▶ **TASK**:
Render everything in the data below, from the line containing "Pinpoint every mushroom stem." down to the line containing "0 5 130 128", both included, as a Markdown table with the columns Row and Data line. Leave out blank lines.

▶ **MATERIAL PROVIDED**:
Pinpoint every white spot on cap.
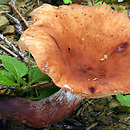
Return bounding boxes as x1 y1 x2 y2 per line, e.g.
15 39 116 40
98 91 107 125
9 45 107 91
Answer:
63 84 71 89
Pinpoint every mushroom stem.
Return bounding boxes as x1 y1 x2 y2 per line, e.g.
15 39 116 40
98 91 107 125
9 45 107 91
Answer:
0 89 84 128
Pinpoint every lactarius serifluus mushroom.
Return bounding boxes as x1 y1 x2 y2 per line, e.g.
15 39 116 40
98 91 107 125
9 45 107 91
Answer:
0 5 130 128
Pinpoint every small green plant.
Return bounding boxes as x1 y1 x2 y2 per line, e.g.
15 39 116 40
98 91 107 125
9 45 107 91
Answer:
116 94 130 107
63 0 72 4
0 55 57 100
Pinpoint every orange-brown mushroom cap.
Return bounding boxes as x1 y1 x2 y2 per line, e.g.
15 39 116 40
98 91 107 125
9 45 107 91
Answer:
19 4 130 98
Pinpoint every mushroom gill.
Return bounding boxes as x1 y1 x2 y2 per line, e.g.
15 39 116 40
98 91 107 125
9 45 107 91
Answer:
0 4 130 128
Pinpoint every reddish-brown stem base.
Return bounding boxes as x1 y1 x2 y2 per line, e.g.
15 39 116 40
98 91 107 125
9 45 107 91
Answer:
0 89 83 128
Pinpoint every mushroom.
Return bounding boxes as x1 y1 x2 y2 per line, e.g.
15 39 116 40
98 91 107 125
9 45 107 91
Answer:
0 4 130 128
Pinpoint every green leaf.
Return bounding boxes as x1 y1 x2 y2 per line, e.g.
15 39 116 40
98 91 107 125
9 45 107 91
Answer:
0 70 20 86
0 55 28 79
116 94 130 107
28 67 51 86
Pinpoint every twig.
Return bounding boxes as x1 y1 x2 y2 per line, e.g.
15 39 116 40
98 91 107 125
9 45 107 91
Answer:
8 2 29 27
0 34 24 58
0 44 18 57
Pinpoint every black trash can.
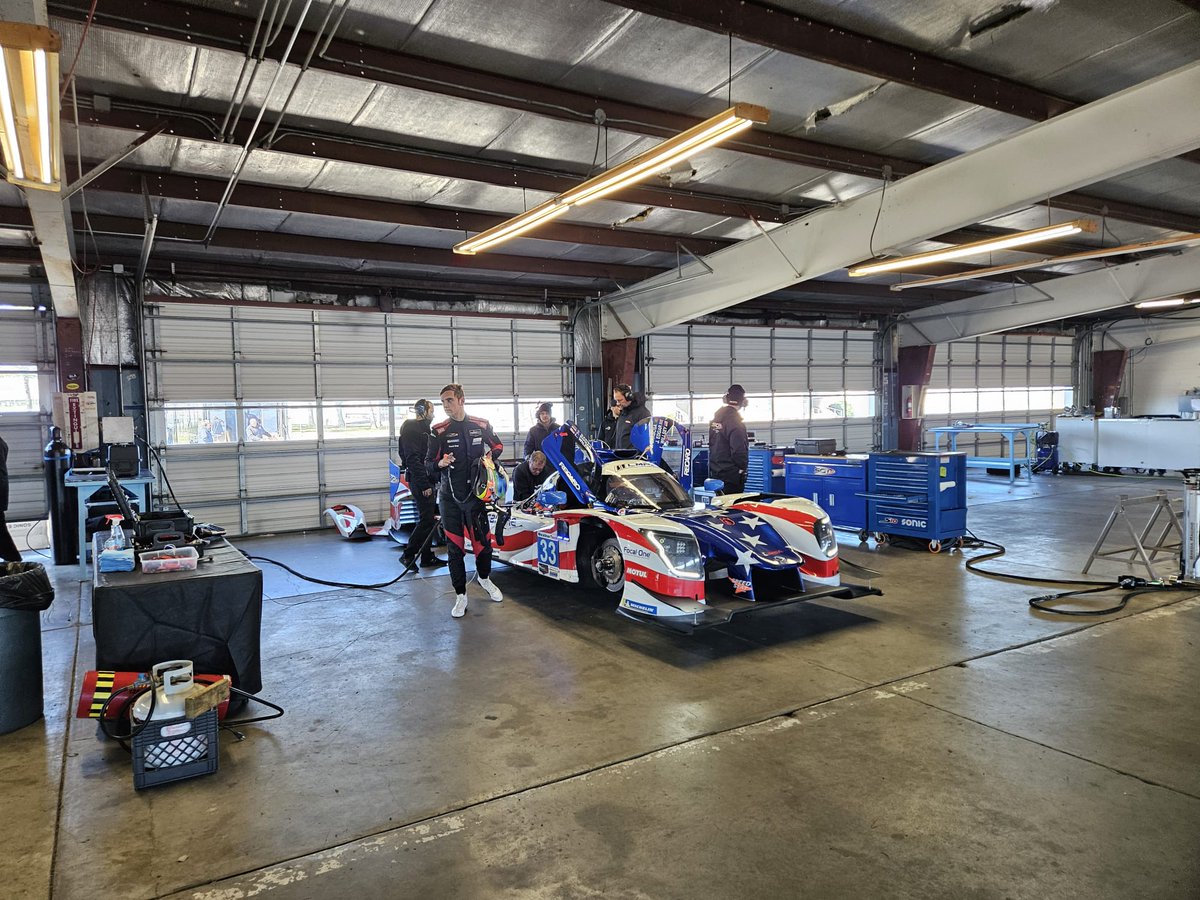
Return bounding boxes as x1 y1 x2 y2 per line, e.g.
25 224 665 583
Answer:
0 563 54 734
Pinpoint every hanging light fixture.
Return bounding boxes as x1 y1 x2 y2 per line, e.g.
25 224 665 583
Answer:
890 234 1200 290
454 103 770 256
1134 296 1200 310
0 22 62 191
850 218 1097 277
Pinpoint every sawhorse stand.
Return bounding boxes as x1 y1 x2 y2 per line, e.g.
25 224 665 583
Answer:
1084 491 1183 578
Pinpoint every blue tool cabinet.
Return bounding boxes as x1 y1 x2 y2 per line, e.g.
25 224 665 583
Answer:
784 455 868 536
866 451 967 553
746 446 784 493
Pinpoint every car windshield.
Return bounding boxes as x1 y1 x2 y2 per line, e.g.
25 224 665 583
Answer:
604 472 692 509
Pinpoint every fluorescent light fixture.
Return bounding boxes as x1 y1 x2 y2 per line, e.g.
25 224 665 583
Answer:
0 22 62 191
1135 296 1200 310
850 220 1096 277
454 103 770 256
892 234 1200 290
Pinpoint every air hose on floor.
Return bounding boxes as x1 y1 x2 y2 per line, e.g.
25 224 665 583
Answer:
962 530 1200 616
246 520 436 590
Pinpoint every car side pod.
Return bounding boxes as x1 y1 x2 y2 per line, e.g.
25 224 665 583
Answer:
617 583 883 635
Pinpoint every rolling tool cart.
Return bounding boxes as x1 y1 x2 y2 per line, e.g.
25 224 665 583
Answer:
784 454 868 540
745 446 785 493
866 451 967 553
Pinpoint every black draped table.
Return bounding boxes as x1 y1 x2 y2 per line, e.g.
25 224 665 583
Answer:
91 534 263 694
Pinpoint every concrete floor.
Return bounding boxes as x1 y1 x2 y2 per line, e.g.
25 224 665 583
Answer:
0 475 1200 900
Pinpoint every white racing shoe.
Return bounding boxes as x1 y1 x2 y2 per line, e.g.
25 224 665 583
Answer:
479 578 504 602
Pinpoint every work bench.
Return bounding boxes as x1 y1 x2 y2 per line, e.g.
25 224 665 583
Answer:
929 422 1042 484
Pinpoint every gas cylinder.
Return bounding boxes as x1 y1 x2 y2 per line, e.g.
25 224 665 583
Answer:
42 425 79 565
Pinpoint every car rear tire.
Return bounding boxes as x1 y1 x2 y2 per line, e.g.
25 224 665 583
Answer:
577 538 625 594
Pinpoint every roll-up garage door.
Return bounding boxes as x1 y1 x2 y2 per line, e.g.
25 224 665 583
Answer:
924 334 1075 456
0 294 54 522
644 325 878 450
145 301 572 534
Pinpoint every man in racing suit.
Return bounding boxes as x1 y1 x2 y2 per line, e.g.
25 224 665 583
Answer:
400 400 443 569
425 384 504 619
708 384 750 493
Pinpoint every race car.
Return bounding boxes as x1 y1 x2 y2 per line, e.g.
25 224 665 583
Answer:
482 419 880 631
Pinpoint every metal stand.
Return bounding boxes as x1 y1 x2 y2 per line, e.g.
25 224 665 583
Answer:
1180 469 1200 582
1082 491 1184 580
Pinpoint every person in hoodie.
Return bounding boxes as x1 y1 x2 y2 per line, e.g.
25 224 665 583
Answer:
524 403 558 460
708 384 750 493
600 384 650 450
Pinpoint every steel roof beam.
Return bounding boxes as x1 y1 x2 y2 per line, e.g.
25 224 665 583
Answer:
898 248 1200 347
607 0 1200 162
84 169 733 253
72 97 787 230
604 62 1200 338
49 0 1200 232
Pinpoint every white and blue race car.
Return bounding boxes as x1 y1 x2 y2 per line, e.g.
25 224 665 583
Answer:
492 419 880 631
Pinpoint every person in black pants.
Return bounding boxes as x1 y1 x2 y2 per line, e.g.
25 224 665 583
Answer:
524 403 558 460
425 384 504 619
400 400 445 569
0 438 20 563
600 384 650 450
708 384 750 493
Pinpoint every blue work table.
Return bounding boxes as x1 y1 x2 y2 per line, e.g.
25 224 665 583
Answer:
929 422 1042 484
62 469 154 577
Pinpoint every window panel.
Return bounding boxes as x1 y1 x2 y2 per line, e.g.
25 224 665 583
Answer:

▶ **RIGHT ANSWER**:
| Row | Data line |
|---|---|
| 1 | Pinpoint every mushroom stem. |
| 2 | Return bounding boxes as x1 y1 x2 y2 per line, e.g. |
| 3 | 15 39 116 40 |
| 4 | 98 91 107 125 |
| 5 | 9 45 107 91 |
| 6 | Answer: |
| 7 | 0 89 84 128 |
| 8 | Pinpoint every lactarius serifluus mushroom. |
| 9 | Return bounding boxes as x1 y1 x2 y2 per line, e.g. |
| 10 | 15 39 116 40 |
| 11 | 98 91 107 125 |
| 12 | 9 45 107 91 |
| 13 | Answer: |
| 14 | 0 5 130 128 |